### ABOUT THIS EXERCISE:
The entries must be retyped exactly, down to the last line.

[Region pointing data]
——

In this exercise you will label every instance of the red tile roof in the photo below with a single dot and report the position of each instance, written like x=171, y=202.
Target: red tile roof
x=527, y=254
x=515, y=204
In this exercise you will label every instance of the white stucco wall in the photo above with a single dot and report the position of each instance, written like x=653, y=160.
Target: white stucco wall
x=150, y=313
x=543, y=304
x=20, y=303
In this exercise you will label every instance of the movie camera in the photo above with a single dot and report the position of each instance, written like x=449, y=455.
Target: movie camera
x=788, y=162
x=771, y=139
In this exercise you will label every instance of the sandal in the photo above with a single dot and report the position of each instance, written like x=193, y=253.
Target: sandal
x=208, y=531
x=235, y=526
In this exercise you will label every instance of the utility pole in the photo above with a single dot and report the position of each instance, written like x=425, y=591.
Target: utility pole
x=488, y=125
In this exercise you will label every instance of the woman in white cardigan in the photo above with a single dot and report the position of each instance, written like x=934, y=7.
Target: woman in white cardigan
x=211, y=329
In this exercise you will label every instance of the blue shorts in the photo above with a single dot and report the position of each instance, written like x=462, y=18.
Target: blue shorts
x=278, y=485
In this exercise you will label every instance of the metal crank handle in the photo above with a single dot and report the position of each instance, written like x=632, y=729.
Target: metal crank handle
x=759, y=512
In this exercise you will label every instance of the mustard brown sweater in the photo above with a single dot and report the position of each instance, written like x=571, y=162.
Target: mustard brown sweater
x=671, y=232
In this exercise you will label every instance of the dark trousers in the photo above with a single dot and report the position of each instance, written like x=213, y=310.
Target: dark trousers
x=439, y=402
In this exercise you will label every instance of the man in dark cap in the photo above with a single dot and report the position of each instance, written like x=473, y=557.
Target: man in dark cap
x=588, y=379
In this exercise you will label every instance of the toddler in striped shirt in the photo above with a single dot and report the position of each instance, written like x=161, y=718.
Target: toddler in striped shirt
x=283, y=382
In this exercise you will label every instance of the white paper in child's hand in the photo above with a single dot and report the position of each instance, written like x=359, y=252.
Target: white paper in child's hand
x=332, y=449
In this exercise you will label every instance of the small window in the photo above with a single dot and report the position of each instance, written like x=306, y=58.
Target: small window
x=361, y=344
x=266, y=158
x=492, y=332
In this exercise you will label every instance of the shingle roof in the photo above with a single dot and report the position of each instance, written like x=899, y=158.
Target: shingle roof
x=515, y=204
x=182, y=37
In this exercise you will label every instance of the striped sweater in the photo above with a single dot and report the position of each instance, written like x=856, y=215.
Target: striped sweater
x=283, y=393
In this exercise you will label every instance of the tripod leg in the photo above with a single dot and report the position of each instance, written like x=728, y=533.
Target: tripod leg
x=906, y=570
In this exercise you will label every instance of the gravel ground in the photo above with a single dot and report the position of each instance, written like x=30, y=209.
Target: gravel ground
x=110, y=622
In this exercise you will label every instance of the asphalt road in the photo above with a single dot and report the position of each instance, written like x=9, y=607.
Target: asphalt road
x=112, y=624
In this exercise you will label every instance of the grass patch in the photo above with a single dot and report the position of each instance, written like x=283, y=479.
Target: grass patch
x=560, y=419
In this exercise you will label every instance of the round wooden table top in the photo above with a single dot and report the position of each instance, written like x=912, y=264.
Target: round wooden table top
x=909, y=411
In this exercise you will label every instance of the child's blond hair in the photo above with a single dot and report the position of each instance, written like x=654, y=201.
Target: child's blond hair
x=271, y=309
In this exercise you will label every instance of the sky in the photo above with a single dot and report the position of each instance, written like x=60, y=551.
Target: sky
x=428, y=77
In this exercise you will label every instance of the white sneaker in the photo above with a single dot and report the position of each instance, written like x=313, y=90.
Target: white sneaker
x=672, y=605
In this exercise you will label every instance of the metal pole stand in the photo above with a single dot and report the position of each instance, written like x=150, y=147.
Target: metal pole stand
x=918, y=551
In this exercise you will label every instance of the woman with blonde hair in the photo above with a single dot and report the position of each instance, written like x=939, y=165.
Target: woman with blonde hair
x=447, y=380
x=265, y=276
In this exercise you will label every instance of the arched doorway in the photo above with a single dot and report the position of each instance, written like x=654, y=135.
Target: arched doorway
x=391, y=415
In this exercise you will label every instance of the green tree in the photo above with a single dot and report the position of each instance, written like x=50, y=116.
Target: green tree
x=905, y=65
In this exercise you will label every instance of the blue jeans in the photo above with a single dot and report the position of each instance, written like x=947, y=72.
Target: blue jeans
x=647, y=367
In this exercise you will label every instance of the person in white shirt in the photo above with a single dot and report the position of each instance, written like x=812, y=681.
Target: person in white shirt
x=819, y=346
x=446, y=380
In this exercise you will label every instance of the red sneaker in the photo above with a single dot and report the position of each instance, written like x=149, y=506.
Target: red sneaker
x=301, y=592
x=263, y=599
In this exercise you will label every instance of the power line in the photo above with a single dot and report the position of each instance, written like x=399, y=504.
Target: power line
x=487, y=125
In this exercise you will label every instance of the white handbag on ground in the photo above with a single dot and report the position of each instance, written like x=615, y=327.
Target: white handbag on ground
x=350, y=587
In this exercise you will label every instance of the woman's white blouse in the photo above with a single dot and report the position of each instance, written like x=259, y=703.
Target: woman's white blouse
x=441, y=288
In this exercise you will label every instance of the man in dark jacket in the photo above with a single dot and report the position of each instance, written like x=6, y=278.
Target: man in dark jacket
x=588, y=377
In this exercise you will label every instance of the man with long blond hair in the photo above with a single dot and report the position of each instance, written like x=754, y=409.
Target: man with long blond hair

——

### RESPONSE TO THE EXERCISE:
In this exercise you will label every instance of the red tile roof in the photo below with a single dot and report the position of each instance, written like x=171, y=202.
Target: red tile roof
x=527, y=254
x=515, y=204
In this exercise you will label every instance of the white stucco wall in the photo above with a single dot and report the position of each instance, written like x=653, y=160.
Target: white stucco wall
x=150, y=313
x=543, y=304
x=20, y=303
In this exercise you will label every instance of the movie camera in the photo above with a single dot and report the position of each instance, written like x=449, y=455.
Target: movie camera
x=788, y=162
x=771, y=139
In this exercise you will label every instance of the sandal in the photo above with a single dot and report the position of each instance, written like x=193, y=253.
Target: sandal
x=208, y=531
x=235, y=526
In this exercise you will label every instance of the utility pole in the photo above with a single dot and report the position of each instance, written like x=425, y=591.
Target: utility pole
x=488, y=125
In this exercise you will label every instance of the woman in white cardigan in the photo above with a single dot and report the position of each instance, written like x=934, y=7.
Target: woman in white cardigan
x=211, y=329
In this exercise you will label every instance of the blue shorts in the photo above with a single dot and report the position of each instance, written like x=462, y=18.
Target: blue shorts
x=278, y=485
In this exercise you will label every instance of the metal crank handle in the photo above with a single dot and report the position of each instance, written like x=632, y=729.
Target: metal crank handle
x=759, y=512
In this exercise you will label every instance of the mustard brown sweater in the photo above with a single dot and report the position of each instance, written like x=571, y=162.
Target: mustard brown sweater
x=671, y=232
In this exercise you will label every instance of the dark trousers in the photo above with a single dot and report the position of each instance, written like x=213, y=310.
Target: dark trousers
x=439, y=402
In this exercise you will label every instance of the man in dark cap in the photo above with a single dot and report the position of each instance, written like x=473, y=557.
Target: man in dark cap
x=588, y=379
In this exercise you will label every instance of the toddler in striped shirt in the photo above with a single dot and report the position of each instance, written like x=161, y=718.
Target: toddler in striped shirt
x=283, y=382
In this exercise you will label every instance of the white paper in child's hand in the photo above with a single dot and report the position of each instance, written like x=359, y=252.
Target: white paper in child's hand
x=332, y=449
In this exercise you will label every instance of the small window in the photo above with a single dot and report the position of each instance, written like x=306, y=58.
Target: small window
x=361, y=344
x=266, y=158
x=492, y=332
In this exercise you will label every instance of the shingle roof in the photo above with a single dot and report the position of each instance, written like x=899, y=158.
Target: shingle roof
x=515, y=204
x=182, y=37
In this exercise you will label every instance of the striped sweater in the photo above with a single dot and report the position of each instance, written like x=856, y=215.
Target: striped sweater
x=283, y=393
In this exercise you will label every instance of the tripod leg in the photo above with a single dot and report the position of each instance, written like x=728, y=533.
Target: tripod leg
x=906, y=570
In this exercise you will label every instance of the gravel ground in the photo above with a single dot and report the position of each instance, written like x=30, y=209.
Target: gravel ground
x=110, y=622
In this exercise you will label every instance of the asphalt road in the photo above with a single dot and report the position of each instance, written like x=9, y=607.
Target: asphalt road
x=112, y=624
In this exercise you will label every instance of the grass patch in the photo above with a single dot and report the position of each instance, written like x=283, y=479.
Target: grass patch
x=560, y=419
In this exercise you will label every instance of the round wooden table top in the photo above with a single dot and report the position of each instance, written like x=912, y=264.
Target: round wooden table top
x=909, y=411
In this exercise you will label every instance of the child's blond hair in the photo above with a single dot and report the position of each instance, written like x=654, y=201.
Target: child's blond hair
x=271, y=309
In this exercise you will label every instance of the sky in the photo above with a single dot and report the position of each instance, written like x=60, y=551.
Target: sky
x=428, y=77
In this exercise you will label every instance of the white sneaker in the photo above with a single dot and report the position of each instance, written like x=313, y=90.
Target: white sneaker
x=672, y=605
In this exercise you will label every instance of the metal pole stand in the photo above with a single dot and report the position of each instance, written like x=150, y=147.
Target: metal pole stand
x=918, y=551
In this exercise you will label every instance of the woman with blonde hair in the photo above with a single dot and report the position of each instance, written like x=939, y=165.
Target: woman with blonde hair
x=447, y=380
x=265, y=276
In this exercise you will label every instance of the arched doorway in the photo above with a single dot and report the position of each instance, written like x=654, y=135.
Target: arched doorway
x=391, y=415
In this exercise you will label every instance of the green tree in the photo above with a single dot and report the position of each instance, written like x=50, y=116.
Target: green tree
x=905, y=65
In this exercise you will label every instance of the blue jeans in the photo above with a single dot and report the position of each instance, written like x=947, y=72.
Target: blue jeans
x=647, y=367
In this exercise you will label every instance of the person in white shirt in the photo above with a single dot and report the position of each instance, written like x=812, y=681.
Target: person in white shirt
x=819, y=346
x=446, y=380
In this exercise you will label every instance of the red sneaker in the photo above with a single dot and report the position of each instance, written like x=149, y=506.
Target: red sneaker
x=301, y=592
x=263, y=599
In this exercise you will label every instance of the power line in the photo above with a single dot and report the position of each instance, written like x=399, y=504.
Target: power line
x=487, y=125
In this exercise you will label every instance of the white handbag on ground in the photo above with a single dot and report the position of each instance, written like x=615, y=327.
Target: white handbag on ground
x=350, y=587
In this exercise you will label every instance of the woman's white blouse in the photo above with a single dot and report the position of each instance, written like x=259, y=703.
Target: woman's white blouse
x=441, y=288
In this exercise you will label every instance of the man in dark jacket in the photo above with a single dot and report the position of each instance, written like x=6, y=278.
Target: man in dark jacket
x=588, y=377
In this exercise you will label every instance of the man with long blond hair in the photo above with a single dot and report the position of each instance, written like x=754, y=409.
Target: man with long blond hair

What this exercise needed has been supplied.